--- Instructions to follow ---
The line containing "Might you point out the wall" marks where copying starts, so set down that line and each one after it exactly, through the end of the records.

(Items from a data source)
»»

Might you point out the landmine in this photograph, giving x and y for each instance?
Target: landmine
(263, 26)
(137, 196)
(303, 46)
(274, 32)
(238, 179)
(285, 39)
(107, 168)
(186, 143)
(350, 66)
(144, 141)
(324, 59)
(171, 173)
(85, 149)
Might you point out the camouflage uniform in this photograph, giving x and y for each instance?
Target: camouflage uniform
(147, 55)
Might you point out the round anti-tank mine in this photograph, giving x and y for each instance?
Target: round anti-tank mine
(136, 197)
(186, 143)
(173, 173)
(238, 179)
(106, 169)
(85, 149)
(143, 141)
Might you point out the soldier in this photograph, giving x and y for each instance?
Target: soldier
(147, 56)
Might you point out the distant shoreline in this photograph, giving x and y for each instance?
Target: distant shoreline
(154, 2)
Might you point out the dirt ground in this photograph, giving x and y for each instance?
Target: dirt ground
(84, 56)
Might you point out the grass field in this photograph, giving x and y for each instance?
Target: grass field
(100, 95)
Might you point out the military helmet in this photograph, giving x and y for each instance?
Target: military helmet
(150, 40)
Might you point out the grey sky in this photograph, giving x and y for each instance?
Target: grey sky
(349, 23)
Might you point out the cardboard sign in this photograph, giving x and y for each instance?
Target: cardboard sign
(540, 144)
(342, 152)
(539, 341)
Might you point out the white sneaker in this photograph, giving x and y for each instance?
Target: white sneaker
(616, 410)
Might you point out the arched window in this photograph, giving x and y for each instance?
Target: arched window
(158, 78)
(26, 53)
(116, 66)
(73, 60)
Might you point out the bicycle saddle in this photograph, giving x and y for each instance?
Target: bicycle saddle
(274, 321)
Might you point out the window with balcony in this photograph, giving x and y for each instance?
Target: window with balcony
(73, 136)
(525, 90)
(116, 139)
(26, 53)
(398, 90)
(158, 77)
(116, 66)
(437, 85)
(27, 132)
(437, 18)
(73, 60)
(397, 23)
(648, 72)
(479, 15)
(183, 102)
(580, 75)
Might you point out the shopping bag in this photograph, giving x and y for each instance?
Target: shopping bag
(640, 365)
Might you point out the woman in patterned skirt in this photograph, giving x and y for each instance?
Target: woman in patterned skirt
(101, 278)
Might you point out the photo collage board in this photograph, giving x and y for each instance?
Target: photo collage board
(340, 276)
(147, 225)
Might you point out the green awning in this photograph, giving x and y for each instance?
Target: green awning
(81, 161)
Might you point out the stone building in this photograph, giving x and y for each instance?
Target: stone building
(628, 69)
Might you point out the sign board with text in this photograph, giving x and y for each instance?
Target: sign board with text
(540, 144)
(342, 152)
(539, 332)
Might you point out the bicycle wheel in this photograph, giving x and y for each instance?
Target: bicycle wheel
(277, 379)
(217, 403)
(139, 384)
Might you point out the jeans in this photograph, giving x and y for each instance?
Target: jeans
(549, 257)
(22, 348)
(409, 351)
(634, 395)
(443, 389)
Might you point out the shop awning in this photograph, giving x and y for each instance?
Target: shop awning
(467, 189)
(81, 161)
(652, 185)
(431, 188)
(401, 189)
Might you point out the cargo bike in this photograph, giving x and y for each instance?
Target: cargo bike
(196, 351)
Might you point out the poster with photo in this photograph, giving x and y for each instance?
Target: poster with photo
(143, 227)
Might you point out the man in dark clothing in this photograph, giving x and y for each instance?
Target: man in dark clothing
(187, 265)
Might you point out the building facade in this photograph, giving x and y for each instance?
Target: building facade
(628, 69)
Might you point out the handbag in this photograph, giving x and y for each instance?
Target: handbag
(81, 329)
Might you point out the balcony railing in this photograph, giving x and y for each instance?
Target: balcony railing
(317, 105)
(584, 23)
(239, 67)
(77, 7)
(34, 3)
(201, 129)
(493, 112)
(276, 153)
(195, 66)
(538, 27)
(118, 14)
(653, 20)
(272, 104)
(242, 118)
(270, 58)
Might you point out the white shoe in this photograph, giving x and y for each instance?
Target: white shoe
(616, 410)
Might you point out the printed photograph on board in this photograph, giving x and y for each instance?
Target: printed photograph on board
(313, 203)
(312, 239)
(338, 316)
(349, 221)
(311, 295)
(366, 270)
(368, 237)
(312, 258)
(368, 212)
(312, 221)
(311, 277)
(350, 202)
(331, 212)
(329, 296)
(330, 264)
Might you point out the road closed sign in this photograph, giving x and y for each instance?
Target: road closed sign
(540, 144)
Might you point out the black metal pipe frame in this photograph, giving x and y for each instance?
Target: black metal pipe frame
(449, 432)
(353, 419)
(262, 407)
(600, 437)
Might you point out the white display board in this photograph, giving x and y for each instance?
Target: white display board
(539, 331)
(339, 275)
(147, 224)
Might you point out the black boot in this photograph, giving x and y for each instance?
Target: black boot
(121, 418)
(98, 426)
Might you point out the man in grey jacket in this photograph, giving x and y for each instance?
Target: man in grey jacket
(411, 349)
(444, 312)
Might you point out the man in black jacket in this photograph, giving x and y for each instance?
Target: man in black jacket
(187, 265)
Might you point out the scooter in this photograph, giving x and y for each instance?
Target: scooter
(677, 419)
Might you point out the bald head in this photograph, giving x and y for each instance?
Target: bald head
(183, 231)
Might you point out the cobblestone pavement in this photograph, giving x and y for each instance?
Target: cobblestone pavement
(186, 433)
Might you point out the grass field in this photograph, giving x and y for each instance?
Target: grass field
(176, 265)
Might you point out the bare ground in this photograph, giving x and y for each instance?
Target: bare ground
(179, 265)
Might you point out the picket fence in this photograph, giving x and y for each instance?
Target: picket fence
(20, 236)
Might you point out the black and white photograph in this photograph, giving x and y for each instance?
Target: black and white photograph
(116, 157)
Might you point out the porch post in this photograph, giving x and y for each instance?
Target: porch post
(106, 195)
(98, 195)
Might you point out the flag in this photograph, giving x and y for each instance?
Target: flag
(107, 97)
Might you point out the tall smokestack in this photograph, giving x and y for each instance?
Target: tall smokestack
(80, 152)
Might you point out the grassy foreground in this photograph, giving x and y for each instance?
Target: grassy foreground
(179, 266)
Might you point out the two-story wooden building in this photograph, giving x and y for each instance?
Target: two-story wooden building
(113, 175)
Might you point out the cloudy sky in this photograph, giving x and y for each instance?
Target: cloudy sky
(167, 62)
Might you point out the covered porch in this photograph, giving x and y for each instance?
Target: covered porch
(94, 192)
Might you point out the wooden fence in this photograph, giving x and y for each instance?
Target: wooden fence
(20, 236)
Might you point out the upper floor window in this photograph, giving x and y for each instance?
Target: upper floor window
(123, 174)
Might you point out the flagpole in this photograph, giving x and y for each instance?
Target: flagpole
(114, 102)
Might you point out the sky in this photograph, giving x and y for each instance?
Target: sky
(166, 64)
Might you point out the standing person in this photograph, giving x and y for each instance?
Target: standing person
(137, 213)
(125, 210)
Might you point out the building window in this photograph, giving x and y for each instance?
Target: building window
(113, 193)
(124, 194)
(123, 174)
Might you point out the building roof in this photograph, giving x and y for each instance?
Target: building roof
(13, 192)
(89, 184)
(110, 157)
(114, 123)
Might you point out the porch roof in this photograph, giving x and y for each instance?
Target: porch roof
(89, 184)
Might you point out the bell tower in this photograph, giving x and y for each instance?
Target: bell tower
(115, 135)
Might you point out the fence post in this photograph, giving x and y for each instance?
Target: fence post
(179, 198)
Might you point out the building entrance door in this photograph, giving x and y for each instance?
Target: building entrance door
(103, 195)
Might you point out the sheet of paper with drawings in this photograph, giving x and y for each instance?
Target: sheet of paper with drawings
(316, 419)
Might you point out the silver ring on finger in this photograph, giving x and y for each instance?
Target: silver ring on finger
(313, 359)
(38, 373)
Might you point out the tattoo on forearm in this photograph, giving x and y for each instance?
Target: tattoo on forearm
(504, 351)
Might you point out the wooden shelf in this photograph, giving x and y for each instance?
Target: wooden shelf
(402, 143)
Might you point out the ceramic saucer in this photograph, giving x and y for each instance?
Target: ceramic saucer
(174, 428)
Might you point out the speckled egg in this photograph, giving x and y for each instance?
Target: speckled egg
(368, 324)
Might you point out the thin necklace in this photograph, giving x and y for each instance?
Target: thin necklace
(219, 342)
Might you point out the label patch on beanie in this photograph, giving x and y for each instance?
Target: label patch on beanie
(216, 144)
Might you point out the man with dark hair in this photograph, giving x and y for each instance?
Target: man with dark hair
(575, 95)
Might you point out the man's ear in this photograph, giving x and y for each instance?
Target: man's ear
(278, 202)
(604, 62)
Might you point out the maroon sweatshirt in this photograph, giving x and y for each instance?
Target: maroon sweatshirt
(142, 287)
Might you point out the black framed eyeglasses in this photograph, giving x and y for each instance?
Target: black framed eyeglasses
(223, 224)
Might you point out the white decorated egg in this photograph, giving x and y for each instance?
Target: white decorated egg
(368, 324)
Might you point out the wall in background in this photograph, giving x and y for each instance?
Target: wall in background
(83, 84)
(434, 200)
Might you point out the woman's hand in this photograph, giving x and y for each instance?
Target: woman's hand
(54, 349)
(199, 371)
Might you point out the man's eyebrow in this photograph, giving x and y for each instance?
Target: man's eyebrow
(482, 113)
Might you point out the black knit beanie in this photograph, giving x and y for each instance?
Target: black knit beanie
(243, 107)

««

--- Written solution ---
Might you point out the wall in background in this photograph, giving x and y for each instance?
Target: wall in background
(83, 84)
(434, 200)
Might you point out the woman's hand in this photograph, giving x and y for each instance?
Target: woman's hand
(54, 349)
(199, 371)
Might you point out the man's eyebrow in this photograph, giving x and y for each instance?
Target: man's eyebrow
(482, 113)
Might you point out the black knit beanie in this photograph, giving x and y for each instance?
Target: black knit beanie
(243, 107)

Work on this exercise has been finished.